**WHAT IS EXPECTED:**
Extend the post below about Neal Stephenson's remarks on AI, starting right after its last sentence.

** READING PASSAGE follows **

Neal Stephenson’s Remarks on AI from NZ


đź”— a linked post to nealstephenson.substack.com » — originally shared here on

Today, quite suddenly, billions of people have access to AI systems that provide augmentations, and inflict amputations, far more substantial than anything McLuhan could have imagined. This is the main thing I worry about currently as far as AI is concerned. I follow conversations among professional educators who all report the same phenomenon, which is that their students use ChatGPT for everything, and in consequence learn nothing. We may end up with at least one generation of people who are like the Eloi in H.G. Wells’s The Time Machine, in that they are mental weaklings utterly dependent on technologies that they don’t understand and that they could never rebuild from scratch were they to break down.

Before I give a counterpoint, I do want to note the irony that even now people do not understand how this stuff works. It’s math, all the way down. It shouldn’t work, frankly… but it does!

I think that is so beautiful. We don’t really understand much about our universe, like dark matter, gravity, all number of naturally-occurring phenomena.

But just because we don’t understand it doesn’t mean we can’t harness it to do amazing things.

** End of READING PASSAGE **
** INPUT DATA follows **

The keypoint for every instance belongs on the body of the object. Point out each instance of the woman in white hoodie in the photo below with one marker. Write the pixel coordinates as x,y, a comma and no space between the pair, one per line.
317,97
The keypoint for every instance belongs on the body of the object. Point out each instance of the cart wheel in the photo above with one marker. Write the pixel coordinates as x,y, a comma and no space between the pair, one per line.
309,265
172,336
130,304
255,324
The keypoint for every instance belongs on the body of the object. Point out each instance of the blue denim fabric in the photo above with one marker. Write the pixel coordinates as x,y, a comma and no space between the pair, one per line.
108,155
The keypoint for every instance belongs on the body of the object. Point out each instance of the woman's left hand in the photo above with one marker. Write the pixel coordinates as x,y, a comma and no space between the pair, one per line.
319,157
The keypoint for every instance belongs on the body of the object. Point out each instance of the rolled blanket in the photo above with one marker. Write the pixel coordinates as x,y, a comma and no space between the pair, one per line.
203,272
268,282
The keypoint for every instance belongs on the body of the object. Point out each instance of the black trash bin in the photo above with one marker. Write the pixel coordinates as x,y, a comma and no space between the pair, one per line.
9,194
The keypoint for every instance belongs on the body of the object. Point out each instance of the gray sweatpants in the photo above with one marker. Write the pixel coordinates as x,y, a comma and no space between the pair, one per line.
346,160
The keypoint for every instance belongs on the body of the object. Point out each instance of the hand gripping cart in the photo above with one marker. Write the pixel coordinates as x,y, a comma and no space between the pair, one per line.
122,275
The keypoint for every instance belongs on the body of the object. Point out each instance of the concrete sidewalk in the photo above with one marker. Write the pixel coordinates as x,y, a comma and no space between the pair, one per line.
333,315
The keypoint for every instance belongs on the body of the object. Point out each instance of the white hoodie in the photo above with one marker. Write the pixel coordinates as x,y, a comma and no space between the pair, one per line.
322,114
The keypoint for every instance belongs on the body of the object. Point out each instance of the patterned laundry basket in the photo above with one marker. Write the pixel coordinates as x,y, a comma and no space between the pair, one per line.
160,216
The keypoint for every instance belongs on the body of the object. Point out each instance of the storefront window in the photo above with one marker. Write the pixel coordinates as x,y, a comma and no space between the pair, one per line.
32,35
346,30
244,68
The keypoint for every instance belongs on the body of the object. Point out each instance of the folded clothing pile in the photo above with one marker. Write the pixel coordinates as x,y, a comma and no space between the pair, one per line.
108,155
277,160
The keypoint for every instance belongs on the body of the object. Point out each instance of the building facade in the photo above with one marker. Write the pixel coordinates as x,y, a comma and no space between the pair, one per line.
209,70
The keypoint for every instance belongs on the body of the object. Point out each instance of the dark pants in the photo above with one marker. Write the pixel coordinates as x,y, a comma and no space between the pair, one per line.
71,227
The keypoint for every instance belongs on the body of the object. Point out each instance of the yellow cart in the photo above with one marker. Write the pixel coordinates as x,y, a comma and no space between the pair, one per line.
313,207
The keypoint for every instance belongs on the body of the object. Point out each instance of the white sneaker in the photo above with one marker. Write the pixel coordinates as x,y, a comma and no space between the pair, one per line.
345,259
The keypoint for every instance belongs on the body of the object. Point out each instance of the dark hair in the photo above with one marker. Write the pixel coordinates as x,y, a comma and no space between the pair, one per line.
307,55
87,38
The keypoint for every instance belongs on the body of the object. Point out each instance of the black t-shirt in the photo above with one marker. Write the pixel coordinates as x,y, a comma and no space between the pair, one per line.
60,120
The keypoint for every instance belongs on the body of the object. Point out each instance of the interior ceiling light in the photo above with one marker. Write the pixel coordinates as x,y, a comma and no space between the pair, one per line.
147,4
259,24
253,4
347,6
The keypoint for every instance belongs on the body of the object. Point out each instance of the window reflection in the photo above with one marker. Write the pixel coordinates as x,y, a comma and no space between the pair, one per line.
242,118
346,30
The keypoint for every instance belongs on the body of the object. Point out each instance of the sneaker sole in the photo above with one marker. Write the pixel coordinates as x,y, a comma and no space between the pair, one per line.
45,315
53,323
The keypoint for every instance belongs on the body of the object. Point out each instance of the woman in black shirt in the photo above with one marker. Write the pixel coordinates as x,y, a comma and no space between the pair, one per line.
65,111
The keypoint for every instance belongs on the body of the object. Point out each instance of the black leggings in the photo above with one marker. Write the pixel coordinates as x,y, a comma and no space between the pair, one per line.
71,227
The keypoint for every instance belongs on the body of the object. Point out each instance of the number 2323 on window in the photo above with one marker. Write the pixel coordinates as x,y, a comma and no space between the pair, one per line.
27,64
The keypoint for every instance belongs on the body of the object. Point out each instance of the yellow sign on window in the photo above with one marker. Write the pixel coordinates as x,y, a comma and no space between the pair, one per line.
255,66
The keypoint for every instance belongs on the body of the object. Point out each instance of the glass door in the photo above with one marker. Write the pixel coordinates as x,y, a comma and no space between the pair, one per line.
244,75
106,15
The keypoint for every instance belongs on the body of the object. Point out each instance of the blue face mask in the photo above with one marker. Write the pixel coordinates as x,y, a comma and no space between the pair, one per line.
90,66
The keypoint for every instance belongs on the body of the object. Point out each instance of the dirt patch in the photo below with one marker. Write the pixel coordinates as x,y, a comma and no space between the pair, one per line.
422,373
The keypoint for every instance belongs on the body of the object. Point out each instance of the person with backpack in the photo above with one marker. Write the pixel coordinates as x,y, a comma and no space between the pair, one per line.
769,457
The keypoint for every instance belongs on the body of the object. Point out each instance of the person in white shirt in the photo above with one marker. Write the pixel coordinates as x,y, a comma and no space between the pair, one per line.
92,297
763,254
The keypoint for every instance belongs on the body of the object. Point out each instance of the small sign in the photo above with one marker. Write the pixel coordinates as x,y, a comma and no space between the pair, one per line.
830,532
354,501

** End of INPUT DATA **

**OUTPUT FOR THIS EXERCISE:**
As far as the students using ChatGPT… I mean, yeah, it’s painfully obvious to most teachers I chat with when their kids use the tech to get by.

I would posit, though, that this is the history of education in general. We teach students truths about the world, and they go out and show us how those truths are not entirely accurate anymore.

Sure, some kids will certainly use ChatGPT to compose an entire essay, which circumvents the entire point of writing an essay in the first place: practicing critical thinking skills. That’s bad, and an obvious poor use of the tool.

But think of the kids who are using AI to punch up their thoughts, challenge their assumptions with unconsidered angles, and communicate their ideas with improved clarity. They’re using the tool as intended.

That makes me so excited about the future. That’s what I hope teachers lean into with artificial intelligence.